__WHAT YOU ARE ASKED TO DO__:
Copy out each line of the data below that has the word "approximate" in it.

__DATA LISTING__:
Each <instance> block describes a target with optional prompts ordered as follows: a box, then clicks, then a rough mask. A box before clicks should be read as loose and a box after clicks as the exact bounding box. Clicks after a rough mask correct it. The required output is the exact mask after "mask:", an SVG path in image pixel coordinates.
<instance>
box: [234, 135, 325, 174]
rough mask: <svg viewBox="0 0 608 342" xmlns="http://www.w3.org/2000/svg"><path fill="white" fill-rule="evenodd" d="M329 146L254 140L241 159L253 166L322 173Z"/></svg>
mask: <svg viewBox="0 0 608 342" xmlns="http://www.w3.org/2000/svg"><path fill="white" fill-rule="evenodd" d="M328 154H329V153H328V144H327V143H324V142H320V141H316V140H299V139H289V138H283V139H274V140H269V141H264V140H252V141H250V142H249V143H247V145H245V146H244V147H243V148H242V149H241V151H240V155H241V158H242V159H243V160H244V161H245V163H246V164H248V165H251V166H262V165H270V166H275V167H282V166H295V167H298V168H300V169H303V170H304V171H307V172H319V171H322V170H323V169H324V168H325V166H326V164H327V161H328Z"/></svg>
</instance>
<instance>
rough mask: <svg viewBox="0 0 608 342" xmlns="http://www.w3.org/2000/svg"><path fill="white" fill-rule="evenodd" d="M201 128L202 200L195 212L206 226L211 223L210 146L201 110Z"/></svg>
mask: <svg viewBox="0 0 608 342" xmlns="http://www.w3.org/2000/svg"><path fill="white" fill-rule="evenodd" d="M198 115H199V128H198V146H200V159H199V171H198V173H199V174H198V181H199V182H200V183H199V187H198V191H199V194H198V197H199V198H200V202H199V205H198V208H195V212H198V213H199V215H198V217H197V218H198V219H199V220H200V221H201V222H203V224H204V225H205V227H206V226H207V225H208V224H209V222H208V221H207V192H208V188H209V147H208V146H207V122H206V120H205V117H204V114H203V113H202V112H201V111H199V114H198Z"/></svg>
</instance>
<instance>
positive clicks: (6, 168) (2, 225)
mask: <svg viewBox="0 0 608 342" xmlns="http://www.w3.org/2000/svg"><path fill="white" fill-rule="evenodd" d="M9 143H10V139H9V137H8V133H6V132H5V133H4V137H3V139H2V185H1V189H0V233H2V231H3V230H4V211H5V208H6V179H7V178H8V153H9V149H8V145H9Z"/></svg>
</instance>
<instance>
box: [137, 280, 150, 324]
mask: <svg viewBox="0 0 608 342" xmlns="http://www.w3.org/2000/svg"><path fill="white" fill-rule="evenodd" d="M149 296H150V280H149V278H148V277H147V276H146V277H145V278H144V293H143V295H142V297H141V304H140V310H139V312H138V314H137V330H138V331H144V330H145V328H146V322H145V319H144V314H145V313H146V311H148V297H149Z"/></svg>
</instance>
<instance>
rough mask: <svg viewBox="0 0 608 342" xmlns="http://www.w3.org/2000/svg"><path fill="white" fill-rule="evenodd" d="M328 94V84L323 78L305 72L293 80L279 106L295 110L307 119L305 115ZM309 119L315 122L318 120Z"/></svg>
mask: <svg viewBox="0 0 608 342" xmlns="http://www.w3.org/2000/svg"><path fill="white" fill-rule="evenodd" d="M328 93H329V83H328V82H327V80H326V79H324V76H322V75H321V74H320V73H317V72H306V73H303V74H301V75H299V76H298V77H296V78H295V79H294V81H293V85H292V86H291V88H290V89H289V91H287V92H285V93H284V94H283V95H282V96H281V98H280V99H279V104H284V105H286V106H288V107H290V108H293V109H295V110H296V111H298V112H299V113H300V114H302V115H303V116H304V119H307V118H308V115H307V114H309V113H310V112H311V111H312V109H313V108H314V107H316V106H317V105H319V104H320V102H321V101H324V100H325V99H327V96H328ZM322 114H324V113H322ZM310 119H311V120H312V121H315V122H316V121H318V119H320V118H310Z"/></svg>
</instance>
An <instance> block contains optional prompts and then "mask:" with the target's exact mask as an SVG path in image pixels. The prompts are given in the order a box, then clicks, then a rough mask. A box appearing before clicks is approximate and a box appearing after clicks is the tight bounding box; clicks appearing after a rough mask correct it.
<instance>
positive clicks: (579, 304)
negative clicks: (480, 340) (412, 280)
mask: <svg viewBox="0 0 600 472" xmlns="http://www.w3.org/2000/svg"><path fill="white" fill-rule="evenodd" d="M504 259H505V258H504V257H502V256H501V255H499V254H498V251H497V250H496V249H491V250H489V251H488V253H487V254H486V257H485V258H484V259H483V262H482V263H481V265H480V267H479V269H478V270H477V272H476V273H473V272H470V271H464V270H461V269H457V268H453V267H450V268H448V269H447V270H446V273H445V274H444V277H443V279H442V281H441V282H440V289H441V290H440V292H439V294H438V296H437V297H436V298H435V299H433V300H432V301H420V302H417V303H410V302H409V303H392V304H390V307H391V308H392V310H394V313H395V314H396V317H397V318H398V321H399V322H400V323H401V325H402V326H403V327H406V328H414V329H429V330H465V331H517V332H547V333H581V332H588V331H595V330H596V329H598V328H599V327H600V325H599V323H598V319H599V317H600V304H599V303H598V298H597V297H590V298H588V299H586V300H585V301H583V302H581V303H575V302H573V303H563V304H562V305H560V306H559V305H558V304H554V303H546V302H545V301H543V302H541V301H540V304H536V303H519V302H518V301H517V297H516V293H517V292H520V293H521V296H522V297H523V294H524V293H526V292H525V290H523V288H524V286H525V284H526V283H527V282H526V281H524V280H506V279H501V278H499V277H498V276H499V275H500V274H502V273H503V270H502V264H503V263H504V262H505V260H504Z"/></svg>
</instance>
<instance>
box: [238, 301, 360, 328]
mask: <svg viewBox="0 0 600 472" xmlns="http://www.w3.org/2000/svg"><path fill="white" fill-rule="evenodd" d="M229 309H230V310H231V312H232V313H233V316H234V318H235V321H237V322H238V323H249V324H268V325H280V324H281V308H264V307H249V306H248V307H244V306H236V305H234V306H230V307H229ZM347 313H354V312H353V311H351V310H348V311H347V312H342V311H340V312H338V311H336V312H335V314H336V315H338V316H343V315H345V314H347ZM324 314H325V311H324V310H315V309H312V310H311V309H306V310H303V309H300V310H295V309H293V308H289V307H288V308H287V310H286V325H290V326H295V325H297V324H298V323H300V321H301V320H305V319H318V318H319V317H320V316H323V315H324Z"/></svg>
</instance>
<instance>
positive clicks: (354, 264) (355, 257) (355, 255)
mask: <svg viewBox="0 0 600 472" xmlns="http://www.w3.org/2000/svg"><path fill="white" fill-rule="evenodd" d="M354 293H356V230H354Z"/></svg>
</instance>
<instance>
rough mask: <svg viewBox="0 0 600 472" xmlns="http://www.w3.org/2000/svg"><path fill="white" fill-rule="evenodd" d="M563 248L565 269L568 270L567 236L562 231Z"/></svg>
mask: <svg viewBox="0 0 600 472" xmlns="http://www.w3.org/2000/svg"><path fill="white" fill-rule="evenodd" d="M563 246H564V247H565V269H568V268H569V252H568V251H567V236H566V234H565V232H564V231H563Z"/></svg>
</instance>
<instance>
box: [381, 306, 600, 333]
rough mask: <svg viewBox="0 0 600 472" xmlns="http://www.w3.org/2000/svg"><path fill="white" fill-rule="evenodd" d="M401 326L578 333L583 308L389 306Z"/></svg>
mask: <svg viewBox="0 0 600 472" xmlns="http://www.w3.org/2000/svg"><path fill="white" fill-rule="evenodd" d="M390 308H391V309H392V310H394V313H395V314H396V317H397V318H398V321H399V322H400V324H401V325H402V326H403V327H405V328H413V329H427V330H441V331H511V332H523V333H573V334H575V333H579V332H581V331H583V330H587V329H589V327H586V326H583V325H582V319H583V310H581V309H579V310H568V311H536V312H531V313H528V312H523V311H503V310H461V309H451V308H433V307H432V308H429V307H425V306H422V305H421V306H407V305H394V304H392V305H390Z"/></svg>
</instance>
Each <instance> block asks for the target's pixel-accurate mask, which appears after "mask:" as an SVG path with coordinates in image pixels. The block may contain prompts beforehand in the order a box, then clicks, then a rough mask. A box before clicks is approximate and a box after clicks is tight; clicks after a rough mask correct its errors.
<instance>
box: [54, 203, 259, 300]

__FINAL ANSWER__:
An <instance> block contains optional prompts and then "mask:" with the target's exact mask as an SVG path in image pixels. The prompts are given in the order a box, then clicks, then a rough mask. A box appearing before clicks is approximate and a box appearing after clicks is the tight bounding box; clicks appearing after a rough mask correct it.
Each <instance> block asks for the target's pixel-accurate mask, which appears after "mask:" as an SVG path with coordinates in image pixels. The block may contain prompts beforehand in the order a box, then clicks, then a rough mask. A box before clicks is approximate and a box after clicks is tight; clicks after a rough mask correct its errors.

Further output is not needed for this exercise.